18. El adorable Corazón de
Jesucristo late con amor divino al mismo tiempo que humano, desde que la Virgen
María pronunció su Fiat, y el Verbo de Dios, como nota el Apóstol, «al
entrar en el mundo dijo: “Sacrificio y ofrenda no quisiste, pero me diste un
cuerpo a propósito; holocaustos y sacrificios por el pecado no te agradaron.
Entonces dije: Heme aquí presente. En el principio del libro se habla de mí.
Quiero hacer, ¡oh Dios!, tu voluntad...”. Por esta “voluntad” hemos sido
santificados mediante la “oblación del cuerpo” de Jesucristo, que él ha hecho
de una vez para siempre».
De manera semejante palpitaba de
amor su Corazón, en perfecta armonía con los afectos de su voluntad humana y
con su amor divino, cuando en la casita de Nazaret mantenía celestiales
coloquios con su dulcísima Madre y con su padre putativo, san José, al que
obedecía y con quien colaboraba en el fatigoso oficio de carpintero. Este mismo
triple amor movía a su Corazón en su continuo peregrinar apostólico, cuando
realizaba innumerables milagros, cuando resucitaba a los muertos o devolvía la
salud a toda clase de enfermos, cuando sufría trabajos, soportaba el sudor,
hambre y sed; en las prolongadas vigilias nocturnas pasadas en oración ante su
Padre amantísimo; en fin, cuando daba enseñanzas o proponía y explicaba
parábolas, especialmente las que más nos hablan de la misericordia, como la
parábola de la dracma perdida, la de la oveja descarriada y la del hijo
pródigo. En estas palabras y en estas obras, como dice san Gregorio Magno, se
manifiesta el Corazón mismo de Dios: «Mira el Corazón de Dios en las palabras
de Dios, para que con más ardor suspires por los bienes eternos». Con amor
aun mayor, latía el Corazón de Jesucristo cuando de su boca salían palabras
inspiradas en amor ardentísimo. Así, para poner algún ejemplo, cuando viendo a
las turbas cansadas y hambrientas, dijo: «Me da compasión esta multitud de
gentes»; y cuando, a la vista de Jerusalén, su predilecta ciudad, destinada
a una fatal ruina por su obstinación en el pecado, exclamó: «Jerusalén,
Jerusalén, que matas a los profetas y apedreas a los que a ti son enviados; ¡cuántas
veces quise recoger a tus hijos, como la gallina recoge a sus polluelos bajo
las alas, y tú no lo has querido!». Su Corazón palpitó también de amor
hacia su Padre y de santa indignación cuando vio el comercio sacrílego que en el
templo se hacía, e increpó a los violadores con estas palabras: «Escrito
está: “Mi casa será llamada casa de oración”; mas vosotros hacéis de ella una
cueva de ladrones».
+ + +
> **Objetivo del ejercicio**: Por favor, devuelve literalmente la parte del pasaje sobre el Corazón de Jesucristo que comienza con "18. El adorable" y sigue hasta "no te agradaron.".
+ + +
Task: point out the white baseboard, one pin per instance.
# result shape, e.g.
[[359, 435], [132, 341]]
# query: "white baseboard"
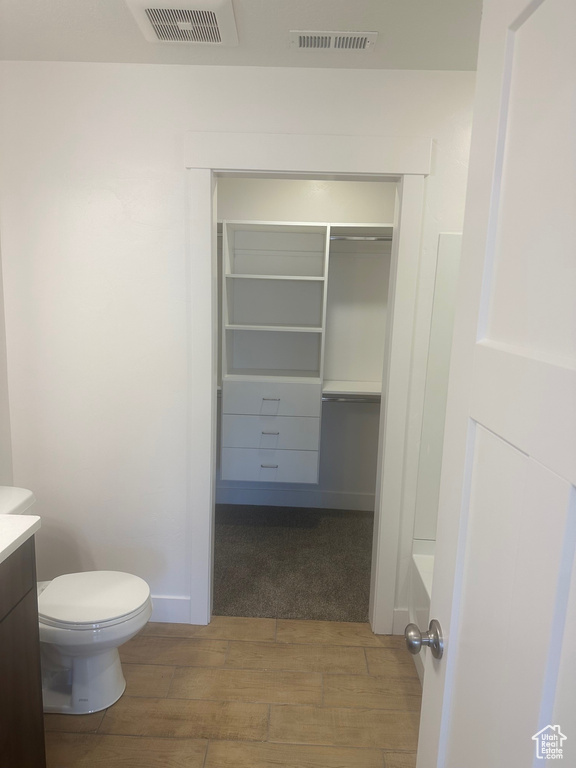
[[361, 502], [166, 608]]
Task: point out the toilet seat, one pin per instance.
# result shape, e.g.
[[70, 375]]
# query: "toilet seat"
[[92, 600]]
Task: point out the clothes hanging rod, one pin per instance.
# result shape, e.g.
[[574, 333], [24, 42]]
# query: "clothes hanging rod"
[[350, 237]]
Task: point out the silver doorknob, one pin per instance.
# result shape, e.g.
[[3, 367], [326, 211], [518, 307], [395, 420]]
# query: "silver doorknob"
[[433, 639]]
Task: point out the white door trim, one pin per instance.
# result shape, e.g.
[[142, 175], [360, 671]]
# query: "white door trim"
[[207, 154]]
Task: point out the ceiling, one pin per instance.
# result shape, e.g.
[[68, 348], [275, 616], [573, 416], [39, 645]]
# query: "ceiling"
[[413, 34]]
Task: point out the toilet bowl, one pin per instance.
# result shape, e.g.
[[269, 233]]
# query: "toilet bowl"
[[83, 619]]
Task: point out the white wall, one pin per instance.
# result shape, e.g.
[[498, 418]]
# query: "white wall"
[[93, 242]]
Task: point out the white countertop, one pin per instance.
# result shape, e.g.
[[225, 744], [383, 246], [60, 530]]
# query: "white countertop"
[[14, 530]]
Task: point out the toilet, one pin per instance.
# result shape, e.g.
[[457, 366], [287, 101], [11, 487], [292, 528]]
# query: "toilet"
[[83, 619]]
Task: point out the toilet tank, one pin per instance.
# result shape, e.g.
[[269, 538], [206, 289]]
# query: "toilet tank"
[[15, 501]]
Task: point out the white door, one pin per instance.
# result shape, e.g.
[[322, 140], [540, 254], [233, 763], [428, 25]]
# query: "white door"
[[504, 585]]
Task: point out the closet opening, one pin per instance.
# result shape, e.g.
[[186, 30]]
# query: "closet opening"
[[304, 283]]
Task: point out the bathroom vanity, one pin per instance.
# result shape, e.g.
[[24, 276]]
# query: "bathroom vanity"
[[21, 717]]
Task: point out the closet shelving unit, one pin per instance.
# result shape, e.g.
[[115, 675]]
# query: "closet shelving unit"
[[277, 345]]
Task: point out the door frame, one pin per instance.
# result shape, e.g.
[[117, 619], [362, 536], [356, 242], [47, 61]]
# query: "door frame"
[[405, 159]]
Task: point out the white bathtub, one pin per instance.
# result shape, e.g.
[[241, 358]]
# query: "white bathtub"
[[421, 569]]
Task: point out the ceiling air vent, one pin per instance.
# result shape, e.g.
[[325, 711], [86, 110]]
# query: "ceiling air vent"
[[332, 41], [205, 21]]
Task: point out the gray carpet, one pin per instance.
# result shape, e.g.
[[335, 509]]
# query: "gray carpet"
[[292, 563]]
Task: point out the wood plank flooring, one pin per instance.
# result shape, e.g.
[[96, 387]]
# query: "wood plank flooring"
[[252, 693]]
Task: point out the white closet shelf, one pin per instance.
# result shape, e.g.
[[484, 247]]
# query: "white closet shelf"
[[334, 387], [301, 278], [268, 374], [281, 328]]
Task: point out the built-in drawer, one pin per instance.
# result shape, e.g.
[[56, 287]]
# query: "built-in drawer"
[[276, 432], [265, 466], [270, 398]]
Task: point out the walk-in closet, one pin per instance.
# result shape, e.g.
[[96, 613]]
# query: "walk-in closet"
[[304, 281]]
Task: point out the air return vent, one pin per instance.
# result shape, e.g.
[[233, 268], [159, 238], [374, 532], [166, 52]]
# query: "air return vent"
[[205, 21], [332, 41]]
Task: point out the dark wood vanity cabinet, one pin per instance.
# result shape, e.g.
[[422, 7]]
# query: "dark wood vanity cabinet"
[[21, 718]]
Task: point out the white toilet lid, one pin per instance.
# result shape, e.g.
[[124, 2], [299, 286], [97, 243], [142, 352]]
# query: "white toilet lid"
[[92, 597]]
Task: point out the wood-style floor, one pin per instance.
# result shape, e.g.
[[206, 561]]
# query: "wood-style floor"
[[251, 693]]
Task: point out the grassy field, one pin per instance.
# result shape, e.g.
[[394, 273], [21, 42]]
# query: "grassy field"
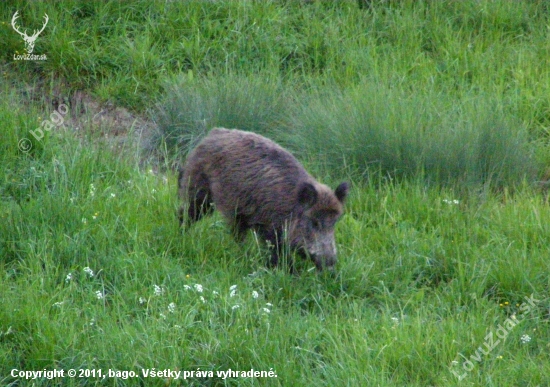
+ + +
> **Tarea resuelta**:
18. El adorable Corazón de
Jesucristo late con amor divino al mismo tiempo que humano, desde que la Virgen
María pronunció su Fiat, y el Verbo de Dios, como nota el Apóstol, «al
entrar en el mundo dijo: “Sacrificio y ofrenda no quisiste, pero me diste un
cuerpo a propósito; holocaustos y sacrificios por el pecado no te agradaron.